• **EXERCISE INSTRUCTIONS**:
Print out every record below, exactly as written.

• **Dataset entries**:
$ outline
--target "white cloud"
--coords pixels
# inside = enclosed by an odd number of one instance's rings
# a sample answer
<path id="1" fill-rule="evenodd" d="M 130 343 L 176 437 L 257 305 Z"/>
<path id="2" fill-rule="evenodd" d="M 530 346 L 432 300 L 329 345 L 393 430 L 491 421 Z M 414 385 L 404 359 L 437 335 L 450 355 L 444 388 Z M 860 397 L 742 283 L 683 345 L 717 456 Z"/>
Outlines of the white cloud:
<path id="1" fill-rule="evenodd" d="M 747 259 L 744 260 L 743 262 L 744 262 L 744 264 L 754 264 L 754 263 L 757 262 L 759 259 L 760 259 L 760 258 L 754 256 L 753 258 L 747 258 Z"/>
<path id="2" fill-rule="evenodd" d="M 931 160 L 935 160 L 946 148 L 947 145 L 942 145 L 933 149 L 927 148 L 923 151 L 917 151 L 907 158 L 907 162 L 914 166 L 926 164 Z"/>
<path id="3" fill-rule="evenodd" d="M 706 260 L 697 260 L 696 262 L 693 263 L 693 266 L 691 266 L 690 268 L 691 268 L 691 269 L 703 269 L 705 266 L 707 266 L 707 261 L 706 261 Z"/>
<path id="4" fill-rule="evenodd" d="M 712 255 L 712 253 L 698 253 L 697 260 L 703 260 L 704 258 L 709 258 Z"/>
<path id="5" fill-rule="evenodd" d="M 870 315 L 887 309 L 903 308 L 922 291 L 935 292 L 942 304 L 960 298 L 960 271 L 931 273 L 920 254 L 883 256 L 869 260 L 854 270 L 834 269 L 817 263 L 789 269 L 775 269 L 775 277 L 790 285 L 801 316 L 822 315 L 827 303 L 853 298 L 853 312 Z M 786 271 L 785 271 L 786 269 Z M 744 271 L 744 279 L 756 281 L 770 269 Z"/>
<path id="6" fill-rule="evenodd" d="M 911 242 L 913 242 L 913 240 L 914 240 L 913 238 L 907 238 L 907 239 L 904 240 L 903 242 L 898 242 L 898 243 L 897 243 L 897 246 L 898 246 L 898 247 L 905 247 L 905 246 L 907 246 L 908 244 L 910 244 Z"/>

• **FINISHED TASK**:
$ outline
--target "white cloud"
--coords pixels
# inside = enclosed by an odd number of one instance's rings
# a sample answer
<path id="1" fill-rule="evenodd" d="M 130 343 L 176 437 L 257 305 Z"/>
<path id="2" fill-rule="evenodd" d="M 530 346 L 432 300 L 329 345 L 393 430 L 491 421 Z M 414 385 L 404 359 L 437 335 L 450 355 L 444 388 Z M 860 397 L 742 283 L 683 345 L 717 456 Z"/>
Outlines of the white cloud:
<path id="1" fill-rule="evenodd" d="M 747 259 L 744 260 L 743 262 L 744 262 L 744 264 L 754 264 L 754 263 L 757 262 L 759 259 L 760 259 L 760 258 L 754 256 L 753 258 L 747 258 Z"/>
<path id="2" fill-rule="evenodd" d="M 931 160 L 935 160 L 946 148 L 947 145 L 942 145 L 933 149 L 927 148 L 923 151 L 917 151 L 907 158 L 907 162 L 914 166 L 926 164 Z"/>
<path id="3" fill-rule="evenodd" d="M 706 260 L 697 260 L 696 262 L 693 263 L 693 266 L 691 266 L 690 268 L 691 268 L 691 269 L 703 269 L 705 266 L 707 266 L 707 261 L 706 261 Z"/>
<path id="4" fill-rule="evenodd" d="M 712 255 L 712 253 L 698 253 L 697 260 L 703 260 L 704 258 L 709 258 Z"/>
<path id="5" fill-rule="evenodd" d="M 870 315 L 887 309 L 903 308 L 922 291 L 935 292 L 942 304 L 960 298 L 960 271 L 931 273 L 920 254 L 883 256 L 869 260 L 854 270 L 834 269 L 817 263 L 789 269 L 775 269 L 775 277 L 790 285 L 801 316 L 822 315 L 827 303 L 853 298 L 853 312 Z M 786 271 L 785 271 L 786 269 Z M 744 271 L 744 279 L 756 281 L 770 269 Z"/>
<path id="6" fill-rule="evenodd" d="M 911 242 L 913 242 L 913 240 L 914 240 L 913 238 L 907 238 L 907 239 L 904 240 L 903 242 L 898 242 L 898 243 L 897 243 L 897 246 L 898 246 L 898 247 L 905 247 L 905 246 L 907 246 L 908 244 L 910 244 Z"/>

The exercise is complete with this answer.